----- FRAGMENTO

«Yo no fui niña, yo fui grande desde la edad de seis años. Nunca jugué como las niñas, pues uno a esa edad juega a las muñecas. En vez de eso, yo ayudaba a mi mamá con los niños e iba por agua; cocinaba y arreglaba cocina, todos los días». Cuenta María Mirtalda Loaiza Herrera, mientras hurga en un cajón buscando un bolso que hace poco tejió por encargo. Se mueve por la casa, sonríe, busca las agujas e hilos con los que teje, y con los que parece jugar.
«Los lugares que más marcaron mi vida fueron donde nací, que fue muy lejos de acá: en una casita de madera donde había dos cuartos, una cocina y un patio grande; y la escuela de La Suiza, donde aprendí a leer y a escribir, la recuerdo mucho». Sonríe, doña Mirtalda, no para de sonreír. Señala una de las muchas fotos que están en la pequeña sala de su casa. «Este es un hijo, este es un nieto, está lejos; este otro vive cerca». Mira con la incredulidad de un niño que no entiende en qué momento la vida pasó tan rápido.

----------
----- LOS DATOS

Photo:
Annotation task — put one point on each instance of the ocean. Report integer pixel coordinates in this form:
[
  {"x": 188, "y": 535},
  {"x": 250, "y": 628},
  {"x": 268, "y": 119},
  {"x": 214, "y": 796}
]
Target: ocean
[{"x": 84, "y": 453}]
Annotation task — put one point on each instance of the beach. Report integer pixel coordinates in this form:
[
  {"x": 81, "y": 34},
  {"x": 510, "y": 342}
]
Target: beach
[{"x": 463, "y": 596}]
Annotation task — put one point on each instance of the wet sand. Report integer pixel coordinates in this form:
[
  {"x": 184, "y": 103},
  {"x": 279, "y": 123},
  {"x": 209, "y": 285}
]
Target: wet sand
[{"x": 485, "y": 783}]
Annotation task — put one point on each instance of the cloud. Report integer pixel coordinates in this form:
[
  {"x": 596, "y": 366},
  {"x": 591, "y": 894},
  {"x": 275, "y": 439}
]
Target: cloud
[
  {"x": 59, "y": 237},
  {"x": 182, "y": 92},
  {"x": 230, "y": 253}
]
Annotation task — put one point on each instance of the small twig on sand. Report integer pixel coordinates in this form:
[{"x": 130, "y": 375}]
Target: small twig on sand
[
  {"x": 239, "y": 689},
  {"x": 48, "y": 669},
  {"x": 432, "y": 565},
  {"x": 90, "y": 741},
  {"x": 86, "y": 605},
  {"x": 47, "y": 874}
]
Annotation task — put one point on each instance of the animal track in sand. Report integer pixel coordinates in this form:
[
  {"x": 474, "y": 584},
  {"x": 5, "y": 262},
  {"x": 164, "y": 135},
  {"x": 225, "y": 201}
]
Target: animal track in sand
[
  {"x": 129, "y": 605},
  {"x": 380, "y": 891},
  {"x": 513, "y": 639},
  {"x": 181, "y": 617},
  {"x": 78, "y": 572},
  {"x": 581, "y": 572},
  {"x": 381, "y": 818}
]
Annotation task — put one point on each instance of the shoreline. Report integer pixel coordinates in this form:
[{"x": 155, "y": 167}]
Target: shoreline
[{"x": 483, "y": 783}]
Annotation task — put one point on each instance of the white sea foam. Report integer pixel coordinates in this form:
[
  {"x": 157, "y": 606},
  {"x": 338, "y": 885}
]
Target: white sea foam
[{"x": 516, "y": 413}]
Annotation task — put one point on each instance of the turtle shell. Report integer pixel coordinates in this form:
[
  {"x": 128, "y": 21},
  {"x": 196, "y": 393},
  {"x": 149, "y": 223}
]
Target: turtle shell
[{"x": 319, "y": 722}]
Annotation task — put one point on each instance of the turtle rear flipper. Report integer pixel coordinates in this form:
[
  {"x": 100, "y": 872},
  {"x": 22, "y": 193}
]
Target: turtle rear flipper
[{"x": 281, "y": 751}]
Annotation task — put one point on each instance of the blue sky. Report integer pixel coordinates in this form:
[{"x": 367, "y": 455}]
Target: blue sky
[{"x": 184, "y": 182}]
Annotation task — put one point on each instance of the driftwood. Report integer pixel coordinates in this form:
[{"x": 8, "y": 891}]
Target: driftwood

----------

#### TAREA A:
Reescribe de forma más breve el párrafo del texto sobre doña Mirtalda que empieza con «Los lugares que más marcaron mi vida», conservando sus datos principales.
#### TAREA B:
Prosigue el texto sobre doña Mirtalda a partir de su última oración.
Los ítems son un material independiente del texto sobre doña Mirtalda.

#### RESPUESTA A:
Los lugares que más marcaron la vida de doña Mirtalda fueron la casita de madera donde nació, muy lejos de allí, con dos cuartos, una cocina y un patio grande, y la escuela de La Suiza, donde aprendió a leer y a escribir. Sin dejar de sonreír, señala las fotos de su pequeña sala: un hijo, un nieto que está lejos y otro que vive cerca. Mira con la incredulidad de un niño que no entiende en qué momento la vida pasó tan rápido.

#### RESPUESTA B:
Al llegar al corregimiento de La Florida, después de esquivar a cientos de ciclistas que suelen arribar en manada los fines de semana, se halla el mural del colegio Hector Ángel Arcila, que rinde homenaje a Miguel Loaiza, padre de Mirtalda. Aquel padre fue un sabio de las plantas. Un yerbatero que sirvió a la comunidad con sus saberes, fue el hombre que intentó, una y otra vez, aliviar los malestares y enfermedades del campo. Inmortalizado en un libro que recoge sus recetas, en el mural del colegio y en una de las canciones de Rubiel Pinillo, cantor y compositor tradicional del corregimiento, dice: “ Miguelito ay, cúrame este dolor, Miguelito…”. También quedó grabado en las manos de su hija. Las manos del padre que curaban a través de sus saberes, persisten en el tiempo a través de las manos que tejen de la hija.
«Lo más importante para mí es haber sido hija de Miguel Loaiza. No sé, eso a mí me causa mucho orgullo. Porque mi padre a pesar de ser de la época más antigua, nunca fue un señor que maltrataba, nunca fue grosero, nunca nos trató mal. Recuerdo que cuando él me llevaba a caminar, íbamos al río o íbamos a una cañada o salíamos a los potreros. “Ah, mirá las plantas”, él me decía, “esto sirve para tal cosa, esto para tal otra, así”».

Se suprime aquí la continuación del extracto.